Revisiting the Past

November 1, 2022 Blog, Diversity, Inclusion and Racial Justice, Global Heritage, History, Interpretation Comments (0) 352

While in Bogotá I saw a news article about the Smithsonian Institute returning looted artifacts to Benin in West Africa, part of a growing trend to repatriate historic arts and crafts to the regions they were crafted in. This was of great interest to my students at Ean University, who asked me point blank what I thought about the repatriation of historic artifacts in museums. I said repatriate them. In a world of digital reproduction, museums can easily go back to the plaster casts from whence they came. Location is a key aspect of authenticity.

A selection of Caesars that never left Libya

This reminded me of James Cuno’s book of a little over a decade ago, perhaps the last piece defending the ideal of the encyclopedic museum by arguing that antiquities belong to everyone, not a particular contemporary nation state. Cuno left the Getty this year and now I see that the Getty is hosting a symposium on “The Multiple Reinventions of the Americas in Context,” a critical look at how the “New World” has been conceived and reconceived over the last 500 years. Turns out, I could see much of that reinvention right in Bogotá.

Warriors then and now.

Bogotá has some wonderful historic museums, but what really struck me was their interpretation, which is state of the art. My first visit was to the Museo Nacional, in a former panopticon prison. They have undertaken a reimagining of the museum by abandoning traditional chronology for juxtaposition, putting pre-Columbian artifacts next to telephones under the theme of communication, for example. Objects come alive as you see them simultaneously from the perspective of the colonizer, the colonized, the curator and the curious.

■ AVAILABLE DATA:
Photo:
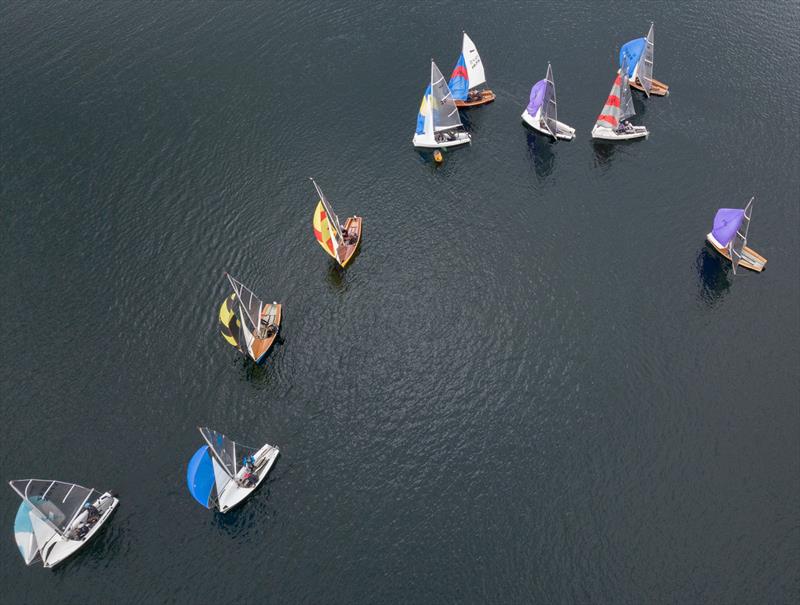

■ THE TASKS:
• a. Copy the museum blog post from "Warriors then and" up to and including "and the curious.".
• b. Render this sentence from the blog post on museums in Spanish: "Location is a key aspect of authenticity."

■ RESULTS OF THE TASKS:
• a.
Warriors then and now.

Bogotá has some wonderful historic museums, but what really struck me was their interpretation, which is state of the art. My first visit was to the Museo Nacional, in a former panopticon prison. They have undertaken a reimagining of the museum by abandoning traditional chronology for juxtaposition, putting pre-Columbian artifacts next to telephones under the theme of communication, for example. Objects come alive as you see them simultaneously from the perspective of the colonizer, the colonized, the curator and the curious.

• b. La ubicación es un aspecto clave de la autenticidad.